------ Text section

Well, it's been a year. Two miscarriages. My chronic illness was the worst it has been in a long time. Covid, a lot of activism with people of color, political divides...it has been The Year. I am mentally and emotionally exhausted, as I am sure a lot of you are.
This year has helped me understand history a lot. I have read about the Whigs and Tories of the late 1600s and early 1700s but I never quite grasped what a community divide this would have caused. Those supporting the monarchy vs those who were for independence...it very well probably pitted neighbor against neighbor and caused feelings of anger and frustration all around. I can see that mirrored somewhat today with current republicans and democrats. The divide is wide, and many times we don't communicate well with each other. There is name calling and slander on all sides and a great deal of distrust. I am fed up with the lot of it, and the media of course is making it worse. Democrats have families, raise children, pay taxes, and can be good people (who need Jesus) just as much as republicans who are also raising families, paying taxes and working hard in their communities. We are all on the same side even if we believe differently. We are supposed to be working together to build America not working against each other with threats, fists, or malice. If we fight each other those in power can go off and do what they want. As long as we are divided our attention those that are hidden in the shadows will remain so. Instead of becoming angry with our elected officials who make our laws and budget our money, we are angry at "the other side". And our elected officials are very happy our gaze is preoccupied with our neighbors, friends and families as they spend our tax dollars and manipulate the laws... it is a tragic turn of events.

------------

§ **Work task 1**
Do these statements agree with the reflection on the writer's hard year? Answer yes or no for each, quoting the deciding words of the text: (a) The writer had two miscarriages. (b) The writer says the media is easing the divide. (c) The writer says elected officials are unhappy that people's attention is on their neighbors.
§ **Work task 2**
How would the reflection on the writer's hard year and the political divide go on? Write the next part, starting after its final sentence.

------ Extracted material

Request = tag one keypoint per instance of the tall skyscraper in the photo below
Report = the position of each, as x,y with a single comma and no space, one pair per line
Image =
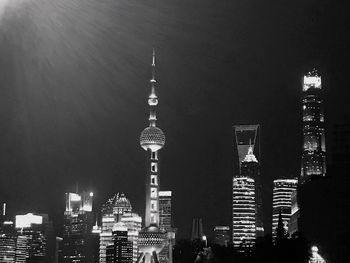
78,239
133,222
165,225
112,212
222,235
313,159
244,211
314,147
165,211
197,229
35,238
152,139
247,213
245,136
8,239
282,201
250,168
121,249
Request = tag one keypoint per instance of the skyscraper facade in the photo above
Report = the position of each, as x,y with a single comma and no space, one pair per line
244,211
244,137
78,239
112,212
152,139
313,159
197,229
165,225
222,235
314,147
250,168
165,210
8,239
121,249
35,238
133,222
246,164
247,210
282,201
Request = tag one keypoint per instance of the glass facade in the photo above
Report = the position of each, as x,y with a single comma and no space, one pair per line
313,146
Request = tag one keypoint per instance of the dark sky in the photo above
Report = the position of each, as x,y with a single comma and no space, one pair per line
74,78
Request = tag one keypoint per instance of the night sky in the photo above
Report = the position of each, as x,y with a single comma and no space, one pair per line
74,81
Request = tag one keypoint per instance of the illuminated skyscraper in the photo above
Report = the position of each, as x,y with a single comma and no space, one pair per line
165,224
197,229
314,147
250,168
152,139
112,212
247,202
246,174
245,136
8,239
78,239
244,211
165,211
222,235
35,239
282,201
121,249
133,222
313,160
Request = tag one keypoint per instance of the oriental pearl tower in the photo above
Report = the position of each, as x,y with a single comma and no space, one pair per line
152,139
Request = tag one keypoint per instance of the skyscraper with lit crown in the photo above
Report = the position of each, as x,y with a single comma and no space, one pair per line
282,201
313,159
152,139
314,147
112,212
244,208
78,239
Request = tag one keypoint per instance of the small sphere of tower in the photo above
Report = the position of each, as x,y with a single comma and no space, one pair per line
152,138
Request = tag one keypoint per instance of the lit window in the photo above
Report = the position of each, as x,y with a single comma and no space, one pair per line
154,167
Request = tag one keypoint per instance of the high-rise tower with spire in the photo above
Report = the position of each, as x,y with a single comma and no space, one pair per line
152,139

------------
------ Extracted material

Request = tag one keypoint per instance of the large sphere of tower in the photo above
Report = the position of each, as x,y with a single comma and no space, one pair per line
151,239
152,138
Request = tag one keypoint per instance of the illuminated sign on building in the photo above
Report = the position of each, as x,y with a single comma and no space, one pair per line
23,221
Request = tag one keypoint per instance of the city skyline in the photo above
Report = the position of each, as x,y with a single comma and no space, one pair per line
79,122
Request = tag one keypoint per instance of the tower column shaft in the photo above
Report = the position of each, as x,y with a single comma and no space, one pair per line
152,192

------------

§ **Task result 1**
(a) Yes: "Two miscarriages."
(b) No: "the media of course is making it worse."
(c) No: "our elected officials are very happy our gaze is preoccupied with our neighbors, friends and families"

§ **Task result 2**
Our Christmas was so very nice. My aunt came down, and I promptly acquired a cold. I am praying my poor aunt does not get it. She is a wonderful person and I don't want to get her sick! It is a mild cold, not covid or the flu, but still. Not ideal for traveling and visiting. The kids had a wonderful Christmas while I decimated a box of tissues and took a nap. My husband is a saint and bought me a new computer with a big screen so I can see well again and write. I don't deserve such a caring man! I am typing on it now and going through another box of tissues while my husband plays his new video game.
How are you feeling at the end of this year? I am spent, tired; but hopeful and energetic about what is to come. Be well, my friends, and read the word of God. May your spirit trust in him.